- **Problem description**: Below are the records. Restate word for word every line from the one that contains "Each instance receives one keypoint. Mark the player's leg" through the final line, both included.

>>>

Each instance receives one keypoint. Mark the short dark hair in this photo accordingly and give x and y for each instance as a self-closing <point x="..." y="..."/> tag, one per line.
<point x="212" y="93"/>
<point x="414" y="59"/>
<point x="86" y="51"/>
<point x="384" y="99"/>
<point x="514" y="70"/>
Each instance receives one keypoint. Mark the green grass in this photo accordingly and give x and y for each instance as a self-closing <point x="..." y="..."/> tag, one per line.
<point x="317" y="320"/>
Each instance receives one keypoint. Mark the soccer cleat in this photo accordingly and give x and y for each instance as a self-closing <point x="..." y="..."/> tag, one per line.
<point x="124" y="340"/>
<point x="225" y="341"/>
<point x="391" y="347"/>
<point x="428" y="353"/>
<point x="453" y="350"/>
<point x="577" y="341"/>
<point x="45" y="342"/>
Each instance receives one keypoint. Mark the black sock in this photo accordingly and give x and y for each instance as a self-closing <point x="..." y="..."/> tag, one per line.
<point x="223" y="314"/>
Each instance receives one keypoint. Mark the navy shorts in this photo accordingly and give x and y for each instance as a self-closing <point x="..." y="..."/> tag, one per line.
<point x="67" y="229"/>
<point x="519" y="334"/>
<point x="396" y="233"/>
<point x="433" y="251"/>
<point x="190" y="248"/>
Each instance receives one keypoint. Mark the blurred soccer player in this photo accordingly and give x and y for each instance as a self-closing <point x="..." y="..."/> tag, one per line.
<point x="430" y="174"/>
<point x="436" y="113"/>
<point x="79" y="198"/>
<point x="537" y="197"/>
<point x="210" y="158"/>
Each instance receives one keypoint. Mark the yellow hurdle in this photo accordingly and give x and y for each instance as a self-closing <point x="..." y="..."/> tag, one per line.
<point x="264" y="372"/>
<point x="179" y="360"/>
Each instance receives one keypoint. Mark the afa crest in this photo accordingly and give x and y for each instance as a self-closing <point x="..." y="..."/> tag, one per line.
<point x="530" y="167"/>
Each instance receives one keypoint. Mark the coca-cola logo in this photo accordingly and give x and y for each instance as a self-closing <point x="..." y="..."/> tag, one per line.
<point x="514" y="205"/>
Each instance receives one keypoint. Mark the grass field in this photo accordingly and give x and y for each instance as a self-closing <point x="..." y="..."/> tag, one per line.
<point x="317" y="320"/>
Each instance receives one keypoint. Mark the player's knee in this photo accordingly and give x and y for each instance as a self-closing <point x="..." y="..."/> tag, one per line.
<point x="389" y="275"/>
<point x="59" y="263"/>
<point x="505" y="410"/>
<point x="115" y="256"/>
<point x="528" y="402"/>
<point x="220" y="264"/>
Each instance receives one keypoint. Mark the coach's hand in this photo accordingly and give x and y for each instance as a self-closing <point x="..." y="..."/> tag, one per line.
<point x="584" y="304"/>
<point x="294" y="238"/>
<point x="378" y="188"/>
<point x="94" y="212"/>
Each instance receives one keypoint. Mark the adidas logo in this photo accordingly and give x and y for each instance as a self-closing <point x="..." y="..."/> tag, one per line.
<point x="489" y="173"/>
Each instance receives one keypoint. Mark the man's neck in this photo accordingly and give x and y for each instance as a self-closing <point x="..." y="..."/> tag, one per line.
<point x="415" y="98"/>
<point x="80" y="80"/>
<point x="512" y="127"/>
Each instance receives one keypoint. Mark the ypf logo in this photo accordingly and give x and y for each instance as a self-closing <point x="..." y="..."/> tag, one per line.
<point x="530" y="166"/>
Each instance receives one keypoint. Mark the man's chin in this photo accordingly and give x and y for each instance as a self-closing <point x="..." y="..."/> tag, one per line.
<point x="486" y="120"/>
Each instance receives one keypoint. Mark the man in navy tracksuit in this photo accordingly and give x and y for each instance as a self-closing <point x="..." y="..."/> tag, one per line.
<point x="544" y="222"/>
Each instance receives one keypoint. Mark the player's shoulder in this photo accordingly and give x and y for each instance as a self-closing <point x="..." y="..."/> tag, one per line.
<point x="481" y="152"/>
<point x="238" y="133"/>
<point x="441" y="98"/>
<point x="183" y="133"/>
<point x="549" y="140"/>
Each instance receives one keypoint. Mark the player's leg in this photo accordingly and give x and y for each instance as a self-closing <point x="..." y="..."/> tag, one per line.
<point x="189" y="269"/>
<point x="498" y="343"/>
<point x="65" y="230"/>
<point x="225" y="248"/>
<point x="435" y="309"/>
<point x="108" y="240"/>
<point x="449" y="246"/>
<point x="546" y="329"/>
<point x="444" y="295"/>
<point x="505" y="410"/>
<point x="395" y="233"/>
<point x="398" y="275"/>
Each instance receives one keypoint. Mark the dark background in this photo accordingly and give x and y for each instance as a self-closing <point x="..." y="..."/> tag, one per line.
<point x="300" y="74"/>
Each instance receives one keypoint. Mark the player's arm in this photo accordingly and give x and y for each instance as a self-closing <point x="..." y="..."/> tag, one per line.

<<<

- **Full answer**:
Each instance receives one keypoint. Mark the player's leg in this photo accordingly and give x and y for each instance as a self-closing <point x="..." y="..."/> tag, one per line.
<point x="189" y="269"/>
<point x="498" y="343"/>
<point x="65" y="230"/>
<point x="225" y="248"/>
<point x="435" y="309"/>
<point x="108" y="240"/>
<point x="449" y="246"/>
<point x="546" y="329"/>
<point x="444" y="295"/>
<point x="505" y="410"/>
<point x="395" y="233"/>
<point x="398" y="275"/>
Each instance receives one keypoint. Mark the dark background in this photo accordingly and give x and y for each instance as a self-closing <point x="..." y="..."/> tag, one per line.
<point x="300" y="74"/>
Each instance receives one keypoint. Mark the player's arm in this photo accordingly and give x and y for each instance as a self-closing <point x="..." y="..."/> tag, one per line.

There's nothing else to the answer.